[start MATERIAL SUPPLIED]

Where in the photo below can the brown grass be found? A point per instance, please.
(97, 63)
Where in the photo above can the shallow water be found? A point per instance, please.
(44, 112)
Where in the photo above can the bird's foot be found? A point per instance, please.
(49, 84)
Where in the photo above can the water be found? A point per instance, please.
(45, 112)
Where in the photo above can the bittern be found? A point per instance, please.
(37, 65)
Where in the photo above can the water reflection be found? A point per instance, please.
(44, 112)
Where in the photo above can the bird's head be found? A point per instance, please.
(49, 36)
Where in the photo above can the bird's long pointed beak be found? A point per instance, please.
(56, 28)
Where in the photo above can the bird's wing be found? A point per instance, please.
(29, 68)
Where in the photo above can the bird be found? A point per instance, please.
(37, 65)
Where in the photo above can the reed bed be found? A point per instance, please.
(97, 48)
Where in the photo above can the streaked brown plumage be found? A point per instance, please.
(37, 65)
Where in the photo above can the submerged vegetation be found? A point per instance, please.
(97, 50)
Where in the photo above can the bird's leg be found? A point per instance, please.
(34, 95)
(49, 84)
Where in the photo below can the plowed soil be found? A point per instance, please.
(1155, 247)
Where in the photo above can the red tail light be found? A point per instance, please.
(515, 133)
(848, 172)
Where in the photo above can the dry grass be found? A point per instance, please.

[end MATERIAL SUPPLIED]

» **INSTRUCTIONS FOR THE TASK**: Without changing a word, restate the whole listing.

» **CORRECT RESULT**:
Where in the photo below can the brown grass be found? A point per instance, please.
(97, 63)
Where in the photo above can the shallow water be found? A point per instance, please.
(44, 112)
Where in the photo above can the bird's foot be found? A point per instance, please.
(49, 84)
Where in the photo above can the water be found? A point per instance, please.
(45, 112)
Where in the photo above can the bittern be found? A point per instance, please.
(37, 65)
Where in the photo above can the water reflection be found? A point per instance, please.
(44, 112)
Where in the photo above can the bird's head be found? A point per instance, please.
(49, 36)
Where in the photo above can the bird's long pointed beak be found? A point per instance, please.
(56, 28)
Where in the photo above can the bird's wing be found? A point per instance, please.
(29, 68)
Where in the photo above can the bird be found? A point per instance, please.
(37, 65)
Where in the photo above can the reed bed be found? A point per instance, please.
(97, 48)
Where in the photo above can the streaked brown plumage be found? A point per instance, please.
(37, 65)
Where in the photo above can the submerged vegetation be found? A point per instance, please.
(97, 50)
Where in the photo above can the bird's leg be found? A point per instance, please.
(34, 95)
(49, 84)
Where in the photo below can the plowed soil be found? A point per instance, please.
(1155, 247)
Where in the photo above can the red tail light be found? A point per instance, please.
(515, 133)
(848, 172)
Where in the photo above can the dry grass be found? A point per instance, please.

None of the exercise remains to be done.